*Task material*

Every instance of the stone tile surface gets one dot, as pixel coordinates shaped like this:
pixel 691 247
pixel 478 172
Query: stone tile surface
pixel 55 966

*Work to complete*
Your output should be an exact copy of every line from the one containing "pixel 691 247" through the end of the records.

*Completed task*
pixel 691 247
pixel 478 172
Query: stone tile surface
pixel 55 966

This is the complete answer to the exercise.